Your task is to reproduce exactly the lines from the line with "of the white" through the end of the records below.

(Coordinate annotation entries)
-------
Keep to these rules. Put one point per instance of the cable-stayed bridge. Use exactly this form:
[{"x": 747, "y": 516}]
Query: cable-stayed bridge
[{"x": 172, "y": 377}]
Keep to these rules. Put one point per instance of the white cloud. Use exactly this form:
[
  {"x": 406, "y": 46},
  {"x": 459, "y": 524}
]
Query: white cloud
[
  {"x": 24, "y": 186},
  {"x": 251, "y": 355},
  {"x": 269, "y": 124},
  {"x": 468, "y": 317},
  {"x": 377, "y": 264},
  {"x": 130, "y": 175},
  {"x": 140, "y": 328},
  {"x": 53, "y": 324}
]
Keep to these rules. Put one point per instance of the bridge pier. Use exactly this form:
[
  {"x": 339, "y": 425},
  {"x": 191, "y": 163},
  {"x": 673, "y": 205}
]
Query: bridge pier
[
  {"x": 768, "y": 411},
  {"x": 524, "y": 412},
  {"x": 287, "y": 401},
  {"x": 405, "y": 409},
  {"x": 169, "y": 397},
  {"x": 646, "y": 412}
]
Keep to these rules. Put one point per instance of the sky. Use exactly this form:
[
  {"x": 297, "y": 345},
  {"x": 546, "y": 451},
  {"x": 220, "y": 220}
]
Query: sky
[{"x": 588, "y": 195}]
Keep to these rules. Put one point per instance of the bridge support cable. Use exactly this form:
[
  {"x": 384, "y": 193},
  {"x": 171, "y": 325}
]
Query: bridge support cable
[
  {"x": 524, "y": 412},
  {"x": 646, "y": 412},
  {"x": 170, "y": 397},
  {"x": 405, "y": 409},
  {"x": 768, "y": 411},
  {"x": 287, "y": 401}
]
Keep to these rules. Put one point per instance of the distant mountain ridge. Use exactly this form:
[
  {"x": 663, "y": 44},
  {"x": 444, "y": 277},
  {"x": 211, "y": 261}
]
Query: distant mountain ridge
-------
EXERCISE OUTPUT |
Keep to these rules. Put one point per instance of the white cloud. Use exactly this form:
[
  {"x": 406, "y": 46},
  {"x": 459, "y": 524}
]
Query: white cloud
[
  {"x": 24, "y": 186},
  {"x": 251, "y": 355},
  {"x": 269, "y": 124},
  {"x": 468, "y": 317},
  {"x": 377, "y": 264},
  {"x": 130, "y": 175},
  {"x": 140, "y": 328},
  {"x": 53, "y": 324}
]
Keep to these rules. Put one point per instance of the bridge pier. Use exactly this form:
[
  {"x": 339, "y": 425},
  {"x": 191, "y": 163},
  {"x": 673, "y": 205}
]
Query: bridge pier
[
  {"x": 768, "y": 411},
  {"x": 524, "y": 412},
  {"x": 287, "y": 401},
  {"x": 405, "y": 409},
  {"x": 169, "y": 397},
  {"x": 646, "y": 412}
]
Keep to these rules. Put one point per instance of the sky. Use exactly this form:
[
  {"x": 297, "y": 345},
  {"x": 546, "y": 451},
  {"x": 220, "y": 220}
]
Query: sky
[{"x": 588, "y": 195}]
Keep to these rules. Put one point per instance of the bridge support cable. Use exactly this form:
[
  {"x": 384, "y": 193},
  {"x": 171, "y": 325}
]
Query: bridge support cable
[
  {"x": 524, "y": 412},
  {"x": 646, "y": 412},
  {"x": 170, "y": 397},
  {"x": 405, "y": 409},
  {"x": 768, "y": 411},
  {"x": 287, "y": 401}
]
Keep to these rules. Put one point per instance of the distant mountain ridge. Use exactly this form:
[
  {"x": 663, "y": 44},
  {"x": 444, "y": 277},
  {"x": 211, "y": 261}
]
Query: distant mountain ridge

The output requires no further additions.